Stated problem. Copy all of the data below verbatim, leaving out the pictures.

(Source records)
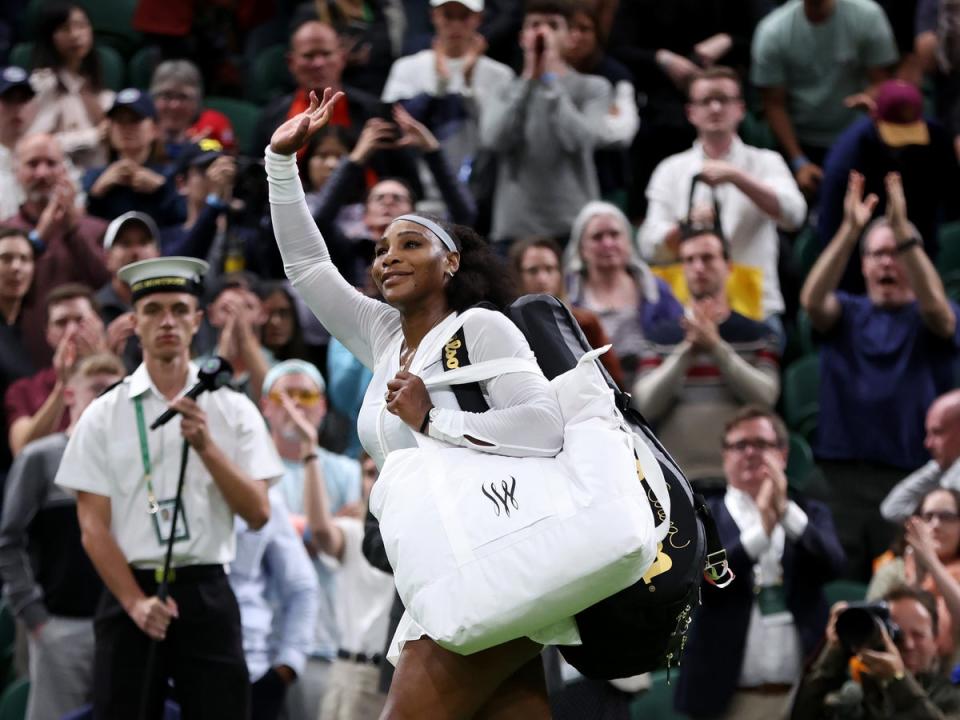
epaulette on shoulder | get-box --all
[97,378,126,397]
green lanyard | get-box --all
[133,396,160,515]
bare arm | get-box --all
[633,341,693,420]
[885,173,957,338]
[713,340,780,407]
[9,380,66,455]
[800,171,878,332]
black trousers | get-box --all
[93,566,250,720]
[250,668,287,720]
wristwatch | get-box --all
[897,235,923,255]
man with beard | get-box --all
[800,172,960,580]
[3,134,110,367]
[633,230,780,489]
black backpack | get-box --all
[442,295,733,680]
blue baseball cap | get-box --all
[107,88,157,119]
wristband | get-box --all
[207,193,227,210]
[420,405,433,435]
[897,235,923,255]
[790,155,810,173]
[27,228,47,255]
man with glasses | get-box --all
[638,67,807,334]
[800,167,960,581]
[675,406,844,720]
[260,360,362,720]
[633,231,780,490]
[880,390,960,525]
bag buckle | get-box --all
[703,550,736,588]
[153,568,177,585]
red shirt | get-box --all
[4,367,70,432]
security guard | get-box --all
[56,257,283,720]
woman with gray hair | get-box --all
[150,60,236,158]
[564,201,683,387]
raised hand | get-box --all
[843,170,880,233]
[393,104,440,152]
[385,370,433,430]
[883,172,911,240]
[270,88,344,155]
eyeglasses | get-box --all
[920,510,960,525]
[690,95,743,107]
[723,438,780,452]
[370,193,410,203]
[863,248,897,260]
[270,389,320,407]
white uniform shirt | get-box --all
[637,137,807,316]
[723,487,807,687]
[56,363,283,568]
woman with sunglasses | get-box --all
[266,89,563,720]
[867,487,960,659]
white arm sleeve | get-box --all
[266,148,400,368]
[430,313,563,457]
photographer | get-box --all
[791,587,960,720]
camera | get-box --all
[836,602,900,655]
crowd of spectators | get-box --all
[0,0,960,720]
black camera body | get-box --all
[836,601,900,655]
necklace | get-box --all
[400,345,420,372]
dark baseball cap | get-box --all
[107,88,156,119]
[0,65,36,97]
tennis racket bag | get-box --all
[443,295,733,679]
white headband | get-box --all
[393,215,460,252]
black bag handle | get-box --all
[680,173,727,246]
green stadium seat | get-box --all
[738,111,777,150]
[793,225,820,280]
[0,678,30,720]
[247,45,294,105]
[630,669,687,720]
[787,433,817,492]
[783,355,820,442]
[127,47,160,91]
[203,97,263,155]
[823,580,867,606]
[78,0,143,58]
[10,42,127,90]
[937,222,960,277]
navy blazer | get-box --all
[674,493,845,717]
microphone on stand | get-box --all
[150,355,233,430]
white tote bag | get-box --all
[370,311,669,654]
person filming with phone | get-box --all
[790,586,960,720]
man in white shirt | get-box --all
[639,67,807,330]
[56,258,283,720]
[383,0,513,177]
[0,65,36,218]
[676,405,844,720]
[880,390,960,525]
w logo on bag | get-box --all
[480,475,520,517]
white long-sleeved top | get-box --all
[637,137,807,317]
[266,148,563,467]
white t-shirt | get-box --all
[56,363,283,568]
[324,517,395,656]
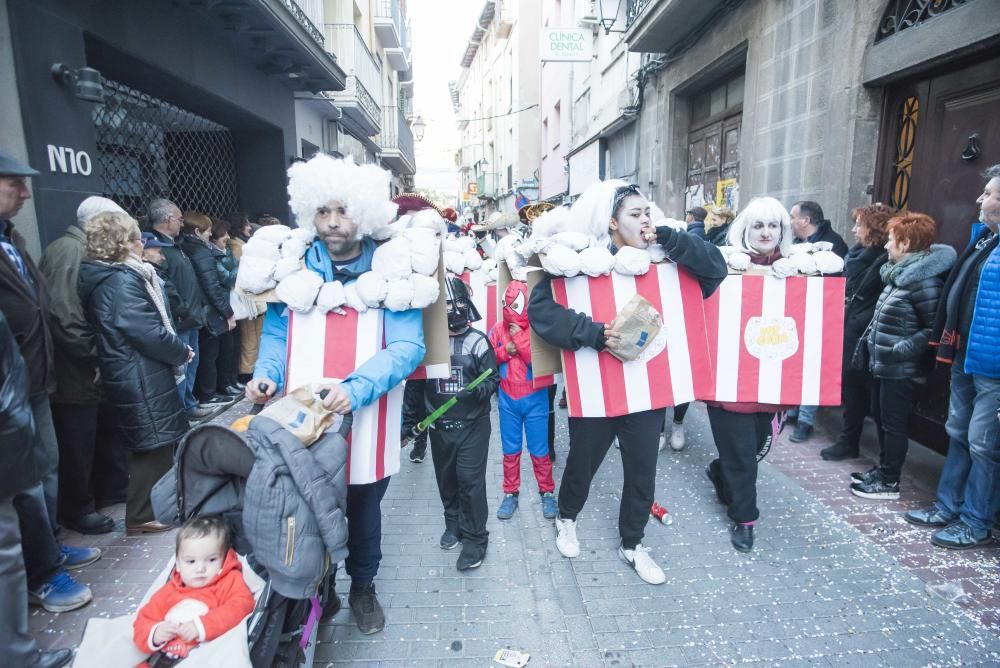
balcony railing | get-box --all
[379,106,414,166]
[625,0,653,30]
[326,23,382,124]
[476,173,500,199]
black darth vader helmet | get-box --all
[445,276,482,332]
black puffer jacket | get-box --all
[153,230,205,332]
[868,244,956,378]
[844,244,889,369]
[180,232,233,336]
[80,260,188,450]
[0,311,41,499]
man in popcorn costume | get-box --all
[248,155,428,633]
[490,281,558,520]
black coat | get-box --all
[0,311,42,499]
[80,260,188,451]
[867,244,956,379]
[844,244,889,362]
[153,230,205,332]
[180,233,233,336]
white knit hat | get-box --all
[76,195,128,226]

Final answer.
epaulette on shoulder | get-box --all
[97,378,126,397]
green lanyard | get-box --all
[133,396,160,515]
bare arm | get-box --all
[633,341,693,420]
[885,173,957,338]
[713,340,780,407]
[9,380,66,455]
[800,171,878,332]
black trousers | get-box --all
[93,566,250,720]
[250,668,287,720]
wristwatch | get-box --all
[897,235,923,255]
man with beard | get-box --all
[800,172,960,580]
[3,134,110,367]
[633,230,780,489]
black backpack | get-box --all
[442,295,733,680]
blue baseball cap | get-box --all
[107,88,157,119]
wristband | get-box --all
[207,193,227,210]
[420,405,433,435]
[897,235,923,255]
[790,155,810,173]
[27,228,47,255]
man with glasses | get-box --all
[638,67,807,334]
[800,167,960,581]
[675,406,844,720]
[260,360,362,720]
[633,231,780,490]
[880,390,960,525]
bag buckle | get-box --all
[703,550,736,588]
[153,568,177,585]
red shirt | get-box --all
[4,367,70,432]
security guard | get-box --all
[56,257,283,720]
woman with gray hair | get-box --all
[150,60,236,158]
[564,201,683,387]
raised hand | get-box --all
[843,170,880,233]
[393,104,440,152]
[385,370,433,430]
[883,172,911,240]
[270,88,344,155]
eyeglasses | get-box --all
[920,510,960,525]
[690,95,743,107]
[723,438,780,452]
[370,193,410,203]
[863,248,897,260]
[270,389,320,407]
white uniform shirt | get-box --all
[637,137,807,316]
[723,487,807,687]
[56,363,283,568]
woman with sunglasses | get-box --all
[266,89,563,720]
[867,487,960,659]
white arm sleeve | get-box --all
[266,148,400,368]
[430,313,563,457]
photographer | get-box --all
[791,587,960,720]
camera | get-box --all
[836,602,900,655]
crowd of spectators | get-box --all
[0,0,960,720]
black camera body | get-box --all
[836,601,900,655]
necklace | get-box --all
[400,345,420,372]
dark baseball cap | get-box --all
[107,88,156,119]
[0,65,36,97]
tennis racket bag | get-box --all
[443,295,733,679]
white headband | get-box --all
[393,215,460,252]
black bag handle | get-box --all
[680,173,727,246]
green stadium seat | get-box --all
[738,111,777,150]
[793,225,820,280]
[0,678,30,720]
[247,45,294,105]
[630,669,687,720]
[787,433,817,492]
[783,355,820,442]
[127,47,160,91]
[203,97,263,155]
[823,580,867,606]
[78,0,143,58]
[10,42,127,90]
[937,222,960,277]
navy blazer | get-box --all
[674,493,845,717]
microphone on stand | get-box --all
[150,355,233,430]
white tote bag | get-box --all
[370,311,669,654]
person filming with phone | get-box --all
[790,586,960,720]
man in white shirt | get-box --all
[639,67,807,330]
[56,258,283,720]
[383,0,513,177]
[0,65,36,218]
[676,405,844,720]
[880,390,960,525]
w logo on bag | get-box --all
[480,475,520,517]
white long-sleeved top | get-box --all
[637,137,807,317]
[266,148,563,467]
white t-shirt | get-box --all
[56,363,283,568]
[324,517,395,656]
balcony railing | get-box --all
[379,106,414,166]
[625,0,653,30]
[326,23,382,124]
[476,173,500,199]
black darth vader helmet | get-box --all
[445,276,482,332]
black puffer jacket | get-box --all
[153,230,205,332]
[868,244,956,378]
[844,244,889,369]
[180,232,233,336]
[80,260,188,450]
[0,311,41,499]
man in popcorn costume | get-box --all
[248,155,428,633]
[490,281,558,520]
black coat | get-box --all
[0,311,42,499]
[80,260,188,451]
[867,244,956,379]
[844,244,889,362]
[153,230,205,332]
[180,233,233,336]
white knit hat | get-box --all
[76,195,128,226]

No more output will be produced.